### Required tasks:
A: In the passage on couples moving in together, list every sentence that contains the word "together."
B: Please copy word for word the part of the passage on couples moving in together that begins at the words "There are things" and ends after "the right reasons.".

Being in a relationship is a commitment on its own. Now imagine having to move in with your partner. That’s an even big commitment that both parties need to make. Couples need to realize that things will change when you take that step, and that’s obviously because when dating and living apart, each of you has your own space and life.
Moving in together as a couple means you’ll spend more time together and learn more about each others living habits and so forth.
There are things to consider before you move in together to make sure it’s what both of you want.
We’re certain a lot of couples love the thought of moving in together and being around the person they love all the time. Moving in is usually the first step to starting and building a life together. It is therefore important for both parties to know exactly why they want to move in together. There are countless reasons why you may decide to go ahead and move in, but remember to do it for the right reasons.

### Listed entries:
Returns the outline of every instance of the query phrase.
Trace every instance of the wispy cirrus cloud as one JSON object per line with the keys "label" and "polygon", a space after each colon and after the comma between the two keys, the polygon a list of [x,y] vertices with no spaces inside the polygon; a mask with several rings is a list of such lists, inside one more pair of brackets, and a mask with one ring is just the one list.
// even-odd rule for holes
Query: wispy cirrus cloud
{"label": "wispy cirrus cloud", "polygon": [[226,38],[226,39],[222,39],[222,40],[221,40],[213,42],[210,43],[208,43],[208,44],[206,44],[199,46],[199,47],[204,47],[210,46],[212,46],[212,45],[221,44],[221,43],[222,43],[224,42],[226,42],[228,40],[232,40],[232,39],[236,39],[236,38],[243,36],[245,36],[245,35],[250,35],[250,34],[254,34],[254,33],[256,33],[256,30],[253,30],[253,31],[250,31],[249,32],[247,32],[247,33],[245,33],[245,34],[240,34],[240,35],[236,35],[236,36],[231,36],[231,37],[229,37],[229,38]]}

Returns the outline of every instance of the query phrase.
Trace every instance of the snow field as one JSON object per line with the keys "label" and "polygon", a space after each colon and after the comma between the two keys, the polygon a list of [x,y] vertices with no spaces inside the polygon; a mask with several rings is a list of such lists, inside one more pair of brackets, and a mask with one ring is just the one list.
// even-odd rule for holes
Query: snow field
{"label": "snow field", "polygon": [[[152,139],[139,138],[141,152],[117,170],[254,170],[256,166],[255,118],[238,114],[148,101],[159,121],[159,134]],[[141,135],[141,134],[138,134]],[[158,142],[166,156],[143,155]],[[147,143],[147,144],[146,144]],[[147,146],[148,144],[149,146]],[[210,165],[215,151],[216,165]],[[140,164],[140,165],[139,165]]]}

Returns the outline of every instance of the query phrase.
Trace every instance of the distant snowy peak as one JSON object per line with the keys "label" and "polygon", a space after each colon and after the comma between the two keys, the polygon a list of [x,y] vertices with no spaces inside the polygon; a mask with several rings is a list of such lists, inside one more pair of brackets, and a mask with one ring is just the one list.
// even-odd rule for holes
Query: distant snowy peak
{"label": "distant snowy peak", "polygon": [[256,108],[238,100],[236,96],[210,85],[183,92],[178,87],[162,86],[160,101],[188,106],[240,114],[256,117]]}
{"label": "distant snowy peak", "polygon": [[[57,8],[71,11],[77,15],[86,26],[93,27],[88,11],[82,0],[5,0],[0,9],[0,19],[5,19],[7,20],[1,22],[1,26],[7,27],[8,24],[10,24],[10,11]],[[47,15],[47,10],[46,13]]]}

### Response list:
A:
- Moving in together as a couple means you’ll spend more time together and learn more about each others living habits and so forth.
- There are things to consider before you move in together to make sure it’s what both of you want.
- We’re certain a lot of couples love the thought of moving in together and being around the person they love all the time.
- Moving in is usually the first step to starting and building a life together.
- It is therefore important for both parties to know exactly why they want to move in together.

B:
There are things to consider before you move in together to make sure it’s what both of you want.
We’re certain a lot of couples love the thought of moving in together and being around the person they love all the time. Moving in is usually the first step to starting and building a life together. It is therefore important for both parties to know exactly why they want to move in together. There are countless reasons why you may decide to go ahead and move in, but remember to do it for the right reasons.